Saved entries:
*** Begin section ***

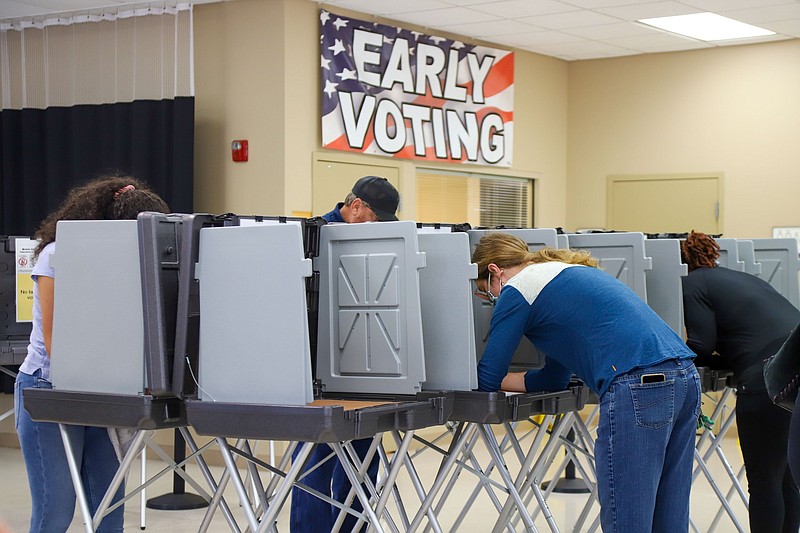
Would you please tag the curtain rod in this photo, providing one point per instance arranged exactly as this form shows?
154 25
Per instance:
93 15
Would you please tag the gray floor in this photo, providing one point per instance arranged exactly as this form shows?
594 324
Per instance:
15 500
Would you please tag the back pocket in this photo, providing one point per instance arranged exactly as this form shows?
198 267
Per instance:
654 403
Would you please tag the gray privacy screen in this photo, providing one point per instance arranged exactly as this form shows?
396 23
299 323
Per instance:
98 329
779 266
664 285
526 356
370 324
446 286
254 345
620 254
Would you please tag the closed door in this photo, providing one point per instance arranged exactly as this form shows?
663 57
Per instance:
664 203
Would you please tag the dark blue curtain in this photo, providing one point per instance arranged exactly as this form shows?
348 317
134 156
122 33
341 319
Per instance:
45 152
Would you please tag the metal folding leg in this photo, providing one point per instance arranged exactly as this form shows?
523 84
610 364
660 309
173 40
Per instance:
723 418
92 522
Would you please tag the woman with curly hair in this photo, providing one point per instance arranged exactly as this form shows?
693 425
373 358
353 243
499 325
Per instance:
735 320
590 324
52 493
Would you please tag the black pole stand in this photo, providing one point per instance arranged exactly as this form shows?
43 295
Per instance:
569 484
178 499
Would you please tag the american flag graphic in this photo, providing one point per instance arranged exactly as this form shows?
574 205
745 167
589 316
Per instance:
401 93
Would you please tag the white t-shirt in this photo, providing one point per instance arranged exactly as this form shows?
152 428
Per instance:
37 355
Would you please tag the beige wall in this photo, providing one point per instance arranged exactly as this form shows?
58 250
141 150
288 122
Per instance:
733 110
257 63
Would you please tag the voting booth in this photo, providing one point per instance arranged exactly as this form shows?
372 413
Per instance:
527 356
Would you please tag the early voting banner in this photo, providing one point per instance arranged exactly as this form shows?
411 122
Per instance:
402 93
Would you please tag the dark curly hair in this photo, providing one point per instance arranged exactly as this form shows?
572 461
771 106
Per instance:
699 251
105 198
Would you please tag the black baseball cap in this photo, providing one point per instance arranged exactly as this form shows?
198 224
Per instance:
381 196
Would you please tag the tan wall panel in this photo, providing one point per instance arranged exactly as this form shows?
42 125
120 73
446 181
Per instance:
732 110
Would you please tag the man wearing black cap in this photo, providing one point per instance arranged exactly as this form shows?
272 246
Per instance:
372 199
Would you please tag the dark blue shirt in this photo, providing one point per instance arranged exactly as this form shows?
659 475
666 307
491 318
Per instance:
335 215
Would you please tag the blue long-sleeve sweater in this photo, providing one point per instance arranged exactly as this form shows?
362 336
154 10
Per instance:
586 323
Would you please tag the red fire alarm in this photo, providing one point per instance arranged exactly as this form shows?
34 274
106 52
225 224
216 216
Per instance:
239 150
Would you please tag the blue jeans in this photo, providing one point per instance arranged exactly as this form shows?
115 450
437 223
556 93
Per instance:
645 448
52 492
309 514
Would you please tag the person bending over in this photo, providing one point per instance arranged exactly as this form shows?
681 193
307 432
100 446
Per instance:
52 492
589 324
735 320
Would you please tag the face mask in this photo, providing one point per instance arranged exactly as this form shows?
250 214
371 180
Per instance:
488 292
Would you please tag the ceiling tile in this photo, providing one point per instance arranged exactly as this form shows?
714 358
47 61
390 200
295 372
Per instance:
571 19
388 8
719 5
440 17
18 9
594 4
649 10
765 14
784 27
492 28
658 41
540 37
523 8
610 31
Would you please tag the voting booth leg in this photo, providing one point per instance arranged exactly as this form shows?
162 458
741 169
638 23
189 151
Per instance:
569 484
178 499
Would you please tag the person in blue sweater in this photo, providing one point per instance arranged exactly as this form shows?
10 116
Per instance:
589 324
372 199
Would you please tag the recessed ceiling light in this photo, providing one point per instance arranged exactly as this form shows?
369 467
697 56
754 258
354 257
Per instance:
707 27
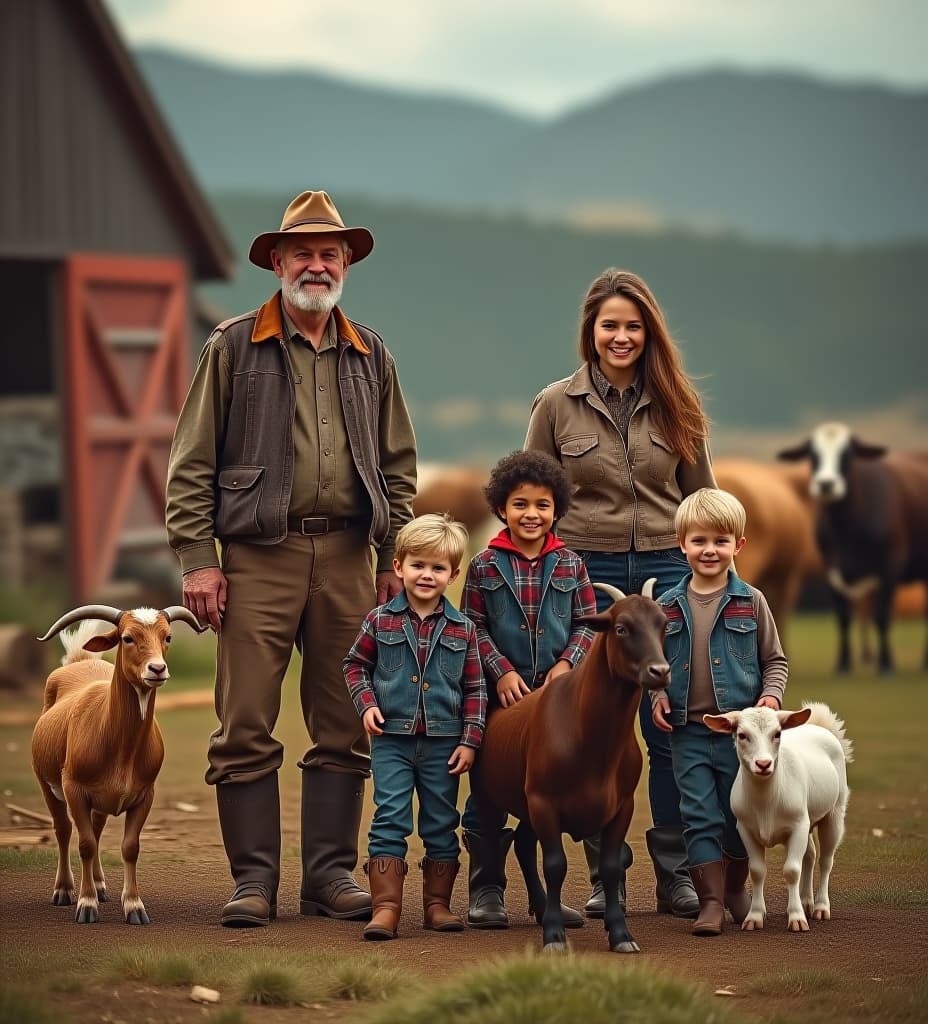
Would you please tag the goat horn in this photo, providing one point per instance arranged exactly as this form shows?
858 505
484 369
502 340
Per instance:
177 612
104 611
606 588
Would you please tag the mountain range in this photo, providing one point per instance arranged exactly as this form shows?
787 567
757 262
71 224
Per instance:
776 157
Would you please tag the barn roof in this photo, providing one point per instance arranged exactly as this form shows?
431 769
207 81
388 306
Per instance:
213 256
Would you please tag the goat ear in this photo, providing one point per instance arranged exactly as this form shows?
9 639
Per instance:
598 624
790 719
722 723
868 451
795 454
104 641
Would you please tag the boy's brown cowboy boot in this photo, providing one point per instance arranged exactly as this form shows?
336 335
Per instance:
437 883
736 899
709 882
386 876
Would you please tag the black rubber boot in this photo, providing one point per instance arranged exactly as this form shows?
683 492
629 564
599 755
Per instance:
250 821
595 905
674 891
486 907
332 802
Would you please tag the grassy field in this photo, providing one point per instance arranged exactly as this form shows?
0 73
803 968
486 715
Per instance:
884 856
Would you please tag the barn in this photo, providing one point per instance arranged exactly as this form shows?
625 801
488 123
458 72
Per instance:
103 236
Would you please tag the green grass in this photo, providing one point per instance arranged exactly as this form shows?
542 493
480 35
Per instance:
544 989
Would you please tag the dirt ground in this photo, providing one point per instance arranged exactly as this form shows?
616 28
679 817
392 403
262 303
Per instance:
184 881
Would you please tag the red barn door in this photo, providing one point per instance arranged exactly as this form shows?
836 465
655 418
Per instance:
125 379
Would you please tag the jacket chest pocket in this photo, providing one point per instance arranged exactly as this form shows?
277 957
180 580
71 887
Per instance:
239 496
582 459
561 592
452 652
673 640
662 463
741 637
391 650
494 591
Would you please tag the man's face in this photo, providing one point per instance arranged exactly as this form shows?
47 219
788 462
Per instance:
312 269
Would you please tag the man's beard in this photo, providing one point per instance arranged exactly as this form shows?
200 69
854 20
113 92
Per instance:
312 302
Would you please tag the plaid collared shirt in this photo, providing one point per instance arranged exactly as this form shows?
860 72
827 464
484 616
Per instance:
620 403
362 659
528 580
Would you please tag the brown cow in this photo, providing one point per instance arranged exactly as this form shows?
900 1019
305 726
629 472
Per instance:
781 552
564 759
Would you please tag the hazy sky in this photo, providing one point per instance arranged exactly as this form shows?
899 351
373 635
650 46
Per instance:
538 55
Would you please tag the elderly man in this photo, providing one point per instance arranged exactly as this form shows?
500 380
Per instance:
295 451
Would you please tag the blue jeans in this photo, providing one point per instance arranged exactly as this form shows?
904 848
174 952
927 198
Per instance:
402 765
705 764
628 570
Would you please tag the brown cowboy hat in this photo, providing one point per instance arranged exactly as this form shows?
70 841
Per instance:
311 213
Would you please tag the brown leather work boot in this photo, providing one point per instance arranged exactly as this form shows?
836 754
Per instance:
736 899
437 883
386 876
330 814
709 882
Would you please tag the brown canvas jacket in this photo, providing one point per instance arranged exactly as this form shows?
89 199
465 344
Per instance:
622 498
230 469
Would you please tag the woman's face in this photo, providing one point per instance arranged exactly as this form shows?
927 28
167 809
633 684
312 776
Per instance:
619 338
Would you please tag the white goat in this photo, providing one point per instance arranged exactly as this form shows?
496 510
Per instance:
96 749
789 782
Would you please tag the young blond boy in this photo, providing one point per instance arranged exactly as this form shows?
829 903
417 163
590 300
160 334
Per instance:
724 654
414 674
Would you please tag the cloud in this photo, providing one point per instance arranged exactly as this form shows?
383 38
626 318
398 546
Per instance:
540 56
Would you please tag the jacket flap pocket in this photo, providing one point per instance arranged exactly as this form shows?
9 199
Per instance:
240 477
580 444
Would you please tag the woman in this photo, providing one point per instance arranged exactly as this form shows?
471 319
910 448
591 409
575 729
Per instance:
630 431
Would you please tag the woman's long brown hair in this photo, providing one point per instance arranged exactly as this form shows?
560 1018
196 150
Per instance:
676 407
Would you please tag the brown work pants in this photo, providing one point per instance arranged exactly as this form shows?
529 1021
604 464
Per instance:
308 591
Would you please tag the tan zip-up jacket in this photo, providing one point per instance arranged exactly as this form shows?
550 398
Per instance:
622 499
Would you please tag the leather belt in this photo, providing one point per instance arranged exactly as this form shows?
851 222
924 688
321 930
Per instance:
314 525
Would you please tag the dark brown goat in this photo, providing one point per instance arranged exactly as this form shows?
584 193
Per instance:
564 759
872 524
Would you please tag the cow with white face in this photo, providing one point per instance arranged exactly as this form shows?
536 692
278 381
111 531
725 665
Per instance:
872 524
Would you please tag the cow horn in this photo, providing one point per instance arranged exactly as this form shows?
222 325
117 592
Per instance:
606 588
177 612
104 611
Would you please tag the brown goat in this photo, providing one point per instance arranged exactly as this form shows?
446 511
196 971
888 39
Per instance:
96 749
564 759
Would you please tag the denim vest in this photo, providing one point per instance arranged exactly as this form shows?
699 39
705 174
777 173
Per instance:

*** End section ***
*** Begin section ***

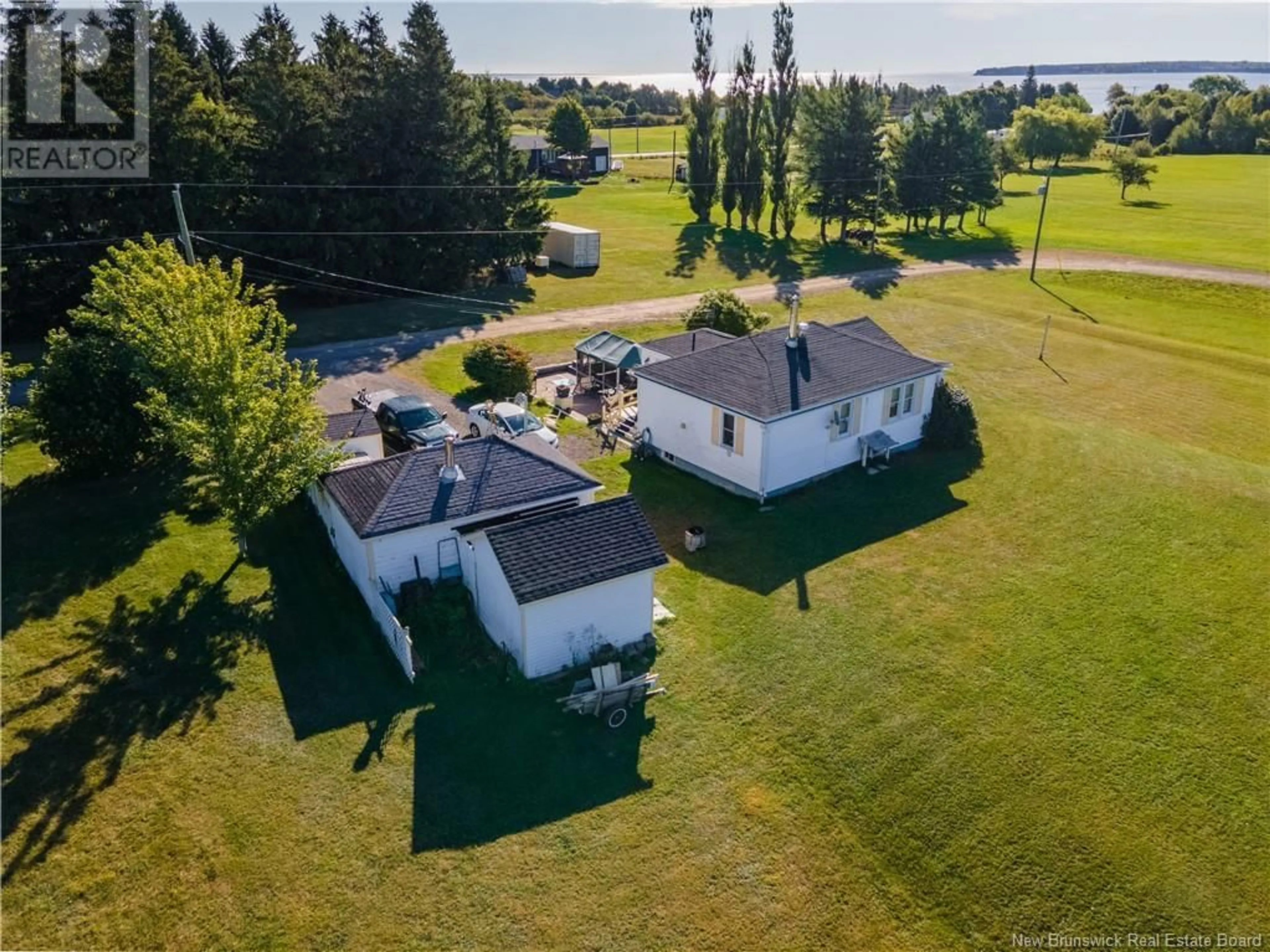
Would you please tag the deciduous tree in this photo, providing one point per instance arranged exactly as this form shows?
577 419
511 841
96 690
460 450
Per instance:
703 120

*** End section ***

• [TRY IT]
Return every line from the entries above that contains the word "jacket".

• [EXERCISE SOLUTION]
Would you please tag the jacket chest pocket in this photo, providing one point per instance arranged exactly as this form shows?
Would you please tag the brown canvas jacket in this photo, providing one point per instance arranged exactly as this form shows?
Would you please tag the jacket flap pocket in this photo, providing one point per instance arranged exactly as this form shows?
Would you please tag the tan zip-up jacket in this photo, providing one point per instance arranged exactly as this form shows?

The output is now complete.